REQUEST – Edit the listing below by putting "shot" wherever "frame" appears, and keep every other part of it unchanged.

::::

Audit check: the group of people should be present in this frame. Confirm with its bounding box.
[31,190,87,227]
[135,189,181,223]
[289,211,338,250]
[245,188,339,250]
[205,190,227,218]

::::

COMPLETED EXERCISE –
Audit check: the group of people should be present in this shot. Confirm with its bounding box.
[31,190,87,227]
[135,189,181,223]
[289,211,338,250]
[245,188,339,250]
[205,190,227,218]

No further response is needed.